### AUFGABENSTELLUNG
Nenne alle Wortlaute, die im Text über die Rügen des Presserats gegen die Bild in Anführungszeichen stehen.

### ZITIERTE TEXTSTELLE
Die Mitglieder des Presserats kamen zudem mehrheitlich zu dem Schluss, dass auch die bildliche Darstellung der Wissenschaftler zulässig gewesen sei und nicht das Ansehen der Presse nach Ziffer 1 des Pressekodex beschädige. "Durch ihre Auftritte in den Medien während der Corona-Pandemie haben sich die Experten selbst in die Öffentlichkeit begeben und müssen es hinnehmen, auch persönlich kritisiert zu werden", heißt es dazu.
Die Bild hatte bereits vorab auf die Kritik reagiert: Ende Januar hatte sie zu einer Talkrunde mit Vertretern der Wissenschaft geladen. Auch zwei der als "Lockdown-Macher" angeprangerten Forschenden nahmen teil. Bild-Chefredakteur Johannes Boie zeigte sich dort reumütig, nannte den Artikel "absolut unglücklich". Er "würde ihn so nicht noch einmal drucken". Eine Entschuldigung war das zwar nicht, aber dass Deutschlands größtes Boulevardmedium Fehler einräumte, war in diesem Stil neu. Ein Zeichen nach außen, dass fortan eine offenere Streitkultur mit Dialogangebot entstehen könnte.
Beim Presserat allerdings hat die Bild-Zeitung 2021 dennoch einen Rekord zur Jahresbilanz der Strafmaßnahmen beigetragen: Von insgesamt 60 ausgesprochenen Rügen gehen 26 auf das Konto von Bild, Bild Online und Bild am Sonntag. Die übrigen 34 Rügen betreffen 31 verschiedene Medien.
Am häufigsten rügte der Presserat im vergangenen Jahr Verletzungen des Persönlichkeitsschutzes nach Ziffer 8 des Pressekodex - 22 Rügen wurden dazu insgesamt ausgesprochen. Gleich zwei schwere Verstöße sah er beispielsweise in der Berichterstattung auf Bild.de über die Trennung des Fußballers Jérôme Boateng von seiner Ex-Freundin. Über mögliche psychische und körperliche Krankheiten dürfe nicht ohne Zustimmung der Betroffenen berichtet werden, heißt es zur Erklärung. Als "besonders schwerwiegend" beurteilte der Presserat zudem die wiederholte Veröffentlichung von Fotos eines fünfjährigen Jungen in den Bild-Medien, der als Einziger ein Seilbahnunglück in Italien überlebt hatte.

### ROHDATEN
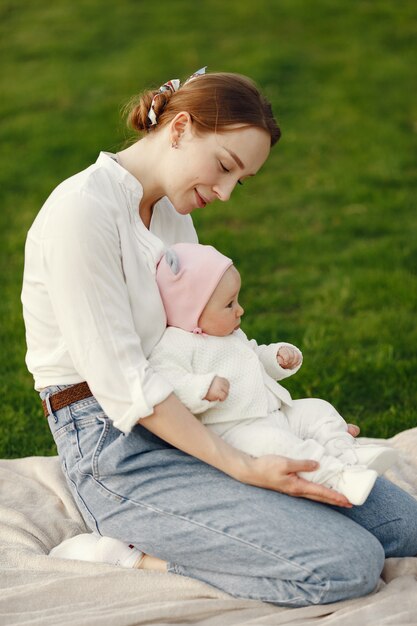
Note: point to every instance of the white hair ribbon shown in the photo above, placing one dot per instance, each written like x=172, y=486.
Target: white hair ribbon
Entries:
x=173, y=86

### ANTWORT
- "Durch ihre Auftritte in den Medien während der Corona-Pandemie haben sich die Experten selbst in die Öffentlichkeit begeben und müssen es hinnehmen, auch persönlich kritisiert zu werden"
- "Lockdown-Macher"
- "absolut unglücklich"
- "würde ihn so nicht noch einmal drucken"
- "besonders schwerwiegend"